● Stated exercise
Locate the line containing "The component shall mark one dot per instance of the apartment" in the material below; repeat it and every line after it, exactly as written.

[A block of data]

-- Begin --

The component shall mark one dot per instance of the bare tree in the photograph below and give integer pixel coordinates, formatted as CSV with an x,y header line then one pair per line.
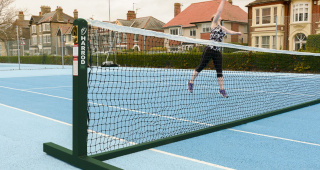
x,y
8,15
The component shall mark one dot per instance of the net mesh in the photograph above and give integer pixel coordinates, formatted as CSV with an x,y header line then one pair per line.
x,y
138,92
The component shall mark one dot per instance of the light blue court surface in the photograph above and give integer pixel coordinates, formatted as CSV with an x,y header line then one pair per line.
x,y
36,107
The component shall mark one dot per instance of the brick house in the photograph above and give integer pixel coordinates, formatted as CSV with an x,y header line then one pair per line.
x,y
130,41
10,47
44,29
283,24
195,21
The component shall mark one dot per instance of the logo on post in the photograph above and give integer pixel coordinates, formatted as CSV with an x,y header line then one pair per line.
x,y
83,31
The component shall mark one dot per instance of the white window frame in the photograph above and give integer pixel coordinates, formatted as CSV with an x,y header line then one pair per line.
x,y
193,32
262,17
257,43
206,27
275,14
299,10
34,40
136,37
34,29
258,16
124,38
298,42
265,44
274,42
174,31
46,27
46,39
40,39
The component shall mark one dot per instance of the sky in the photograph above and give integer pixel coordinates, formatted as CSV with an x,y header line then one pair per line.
x,y
99,9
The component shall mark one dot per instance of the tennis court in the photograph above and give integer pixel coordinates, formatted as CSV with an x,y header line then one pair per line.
x,y
36,107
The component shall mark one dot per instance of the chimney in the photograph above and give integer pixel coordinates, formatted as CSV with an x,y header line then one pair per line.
x,y
45,10
177,9
75,14
21,16
131,15
59,13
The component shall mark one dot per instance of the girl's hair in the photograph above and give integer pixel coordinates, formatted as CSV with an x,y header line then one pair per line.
x,y
212,17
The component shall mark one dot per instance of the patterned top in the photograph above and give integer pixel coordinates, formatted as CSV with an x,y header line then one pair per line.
x,y
217,35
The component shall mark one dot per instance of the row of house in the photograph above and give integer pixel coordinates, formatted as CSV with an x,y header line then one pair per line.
x,y
274,24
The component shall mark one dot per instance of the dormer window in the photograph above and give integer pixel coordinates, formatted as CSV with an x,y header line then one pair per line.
x,y
300,12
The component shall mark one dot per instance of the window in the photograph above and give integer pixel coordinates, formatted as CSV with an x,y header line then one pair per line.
x,y
124,38
40,39
119,37
257,42
192,32
136,37
34,29
266,16
275,14
245,27
300,41
174,31
69,37
257,16
206,27
274,42
265,42
46,27
34,40
300,12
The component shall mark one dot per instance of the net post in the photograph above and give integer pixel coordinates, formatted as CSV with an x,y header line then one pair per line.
x,y
79,104
78,156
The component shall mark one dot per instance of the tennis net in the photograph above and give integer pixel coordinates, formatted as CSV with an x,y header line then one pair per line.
x,y
138,91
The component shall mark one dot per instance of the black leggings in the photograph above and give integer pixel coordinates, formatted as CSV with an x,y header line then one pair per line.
x,y
216,56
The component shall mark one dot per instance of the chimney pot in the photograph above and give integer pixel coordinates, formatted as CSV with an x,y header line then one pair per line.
x,y
75,14
21,16
177,9
131,15
59,14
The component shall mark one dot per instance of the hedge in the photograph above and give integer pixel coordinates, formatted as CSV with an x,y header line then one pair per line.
x,y
52,60
237,61
242,61
313,43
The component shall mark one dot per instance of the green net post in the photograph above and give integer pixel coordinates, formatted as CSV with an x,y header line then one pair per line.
x,y
78,155
80,89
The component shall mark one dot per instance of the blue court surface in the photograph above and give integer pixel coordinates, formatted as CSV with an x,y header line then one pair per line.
x,y
36,107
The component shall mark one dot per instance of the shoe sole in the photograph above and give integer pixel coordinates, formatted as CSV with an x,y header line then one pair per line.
x,y
188,88
222,95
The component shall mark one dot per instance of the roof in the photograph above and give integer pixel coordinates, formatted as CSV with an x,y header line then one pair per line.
x,y
203,11
148,23
257,2
50,17
65,30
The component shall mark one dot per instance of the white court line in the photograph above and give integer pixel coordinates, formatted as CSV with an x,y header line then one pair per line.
x,y
155,150
35,93
47,88
274,137
181,120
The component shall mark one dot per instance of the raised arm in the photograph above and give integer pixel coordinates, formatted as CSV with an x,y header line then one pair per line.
x,y
230,32
218,13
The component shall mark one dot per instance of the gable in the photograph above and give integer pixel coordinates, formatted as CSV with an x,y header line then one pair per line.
x,y
203,11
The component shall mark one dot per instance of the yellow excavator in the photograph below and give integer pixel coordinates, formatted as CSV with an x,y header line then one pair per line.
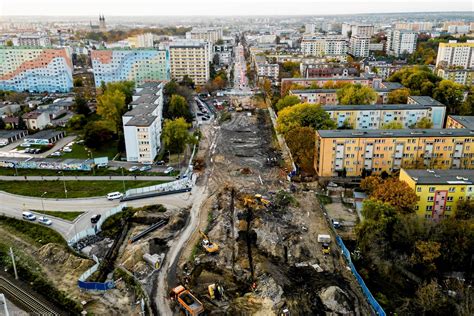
x,y
208,245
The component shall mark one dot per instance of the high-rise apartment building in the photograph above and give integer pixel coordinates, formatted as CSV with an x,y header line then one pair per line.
x,y
139,65
35,69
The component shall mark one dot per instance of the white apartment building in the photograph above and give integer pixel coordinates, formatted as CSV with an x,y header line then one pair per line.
x,y
190,58
400,42
359,46
454,54
142,124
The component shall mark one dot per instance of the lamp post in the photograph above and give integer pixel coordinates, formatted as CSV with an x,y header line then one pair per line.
x,y
64,183
42,200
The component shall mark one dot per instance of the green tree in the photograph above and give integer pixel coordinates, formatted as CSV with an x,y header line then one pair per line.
x,y
97,133
286,101
451,94
399,96
175,134
392,125
178,107
111,107
424,122
303,115
356,94
300,141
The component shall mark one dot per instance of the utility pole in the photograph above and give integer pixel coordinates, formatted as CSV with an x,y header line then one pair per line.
x,y
14,264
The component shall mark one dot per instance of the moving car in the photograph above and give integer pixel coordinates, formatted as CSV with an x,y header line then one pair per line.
x,y
114,195
29,216
95,218
45,221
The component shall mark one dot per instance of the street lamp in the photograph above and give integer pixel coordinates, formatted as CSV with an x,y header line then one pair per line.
x,y
42,200
64,183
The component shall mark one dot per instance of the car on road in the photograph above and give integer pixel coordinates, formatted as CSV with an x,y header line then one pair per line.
x,y
114,195
95,218
145,168
45,221
29,216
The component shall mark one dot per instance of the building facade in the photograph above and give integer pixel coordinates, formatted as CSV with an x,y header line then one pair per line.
x,y
35,70
142,124
376,151
138,65
439,191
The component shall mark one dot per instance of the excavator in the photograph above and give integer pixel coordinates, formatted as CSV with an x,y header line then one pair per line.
x,y
208,244
188,302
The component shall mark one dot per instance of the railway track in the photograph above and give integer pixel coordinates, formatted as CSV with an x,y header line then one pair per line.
x,y
25,300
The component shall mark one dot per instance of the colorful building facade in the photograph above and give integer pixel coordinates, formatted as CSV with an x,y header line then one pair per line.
x,y
35,69
439,191
138,65
352,151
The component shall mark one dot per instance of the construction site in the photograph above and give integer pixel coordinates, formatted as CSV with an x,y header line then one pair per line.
x,y
257,250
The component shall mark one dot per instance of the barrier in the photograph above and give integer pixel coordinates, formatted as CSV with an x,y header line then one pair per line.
x,y
370,298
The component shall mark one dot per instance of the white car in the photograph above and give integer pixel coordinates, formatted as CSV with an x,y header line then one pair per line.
x,y
29,216
45,221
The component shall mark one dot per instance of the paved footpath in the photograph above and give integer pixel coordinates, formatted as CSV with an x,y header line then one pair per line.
x,y
86,178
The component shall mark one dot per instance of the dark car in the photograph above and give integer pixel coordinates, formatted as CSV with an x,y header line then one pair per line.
x,y
95,218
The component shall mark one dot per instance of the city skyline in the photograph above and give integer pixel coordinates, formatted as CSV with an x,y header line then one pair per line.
x,y
230,8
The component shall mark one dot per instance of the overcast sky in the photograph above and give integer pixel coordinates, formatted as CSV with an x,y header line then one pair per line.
x,y
224,7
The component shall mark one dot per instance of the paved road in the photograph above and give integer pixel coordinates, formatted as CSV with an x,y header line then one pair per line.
x,y
13,206
86,178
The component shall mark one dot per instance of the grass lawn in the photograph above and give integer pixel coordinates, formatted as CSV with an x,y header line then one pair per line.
x,y
79,151
69,216
76,189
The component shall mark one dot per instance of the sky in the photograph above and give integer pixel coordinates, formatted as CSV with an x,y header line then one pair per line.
x,y
225,7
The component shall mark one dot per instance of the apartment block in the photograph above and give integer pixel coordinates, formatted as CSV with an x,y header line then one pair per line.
x,y
460,121
359,46
454,54
142,124
138,65
190,58
401,42
35,69
439,191
390,150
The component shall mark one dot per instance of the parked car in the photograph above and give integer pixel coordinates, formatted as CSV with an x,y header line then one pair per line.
x,y
29,216
145,168
95,218
45,221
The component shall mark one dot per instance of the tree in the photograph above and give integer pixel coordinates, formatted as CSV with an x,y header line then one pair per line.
x,y
175,134
392,125
300,141
286,101
397,193
178,107
111,107
303,115
97,133
451,94
424,122
80,105
399,96
356,94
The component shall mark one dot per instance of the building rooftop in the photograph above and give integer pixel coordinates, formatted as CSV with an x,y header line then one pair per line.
x,y
384,133
142,120
466,121
448,176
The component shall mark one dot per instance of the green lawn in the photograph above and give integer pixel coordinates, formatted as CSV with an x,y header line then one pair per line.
x,y
69,216
76,189
79,151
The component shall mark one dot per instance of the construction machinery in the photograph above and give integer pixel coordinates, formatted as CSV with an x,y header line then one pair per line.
x,y
207,244
188,302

-- End --

● Solved exercise
The component shall mark one dot per instance of the apartment block in the photograph above and give integer pixel coordinates, formatted as CSV with an x,y header line then one pair per line.
x,y
460,121
359,46
454,54
142,124
138,65
190,58
401,42
35,69
439,191
390,150
The component shall mark one dot per instance of the parked car in the photograph above and give integer pixel coordinates, formatted as CSV with an x,y header line then one pair per line.
x,y
29,216
145,168
95,218
45,221
The component shall mark one dot per instance of the tree in the photograph above and give integer pixel coordinates, formatted as CSV with an x,y header line then one pair per line.
x,y
175,134
392,125
300,141
286,101
397,193
178,107
111,107
303,115
97,133
451,94
424,122
80,105
399,96
356,94
The component shall mark one dot per instance of the building rooftop in the photograph above and give integer pixel coordinates, formatted as CSV with an x,y header line then one pair per line.
x,y
384,133
142,120
466,121
448,176
The component shall mark one dot per instance of the green lawn in the photograph above and give integer pixel coordinates, formatted as CSV with an x,y header line then one pair per line.
x,y
69,216
76,189
79,151
The component shall mark one dot per instance of the construction machinery in the photograph above and give integer pixel coordinates, formatted as CSV with an x,y header line then one pair per line.
x,y
207,244
188,302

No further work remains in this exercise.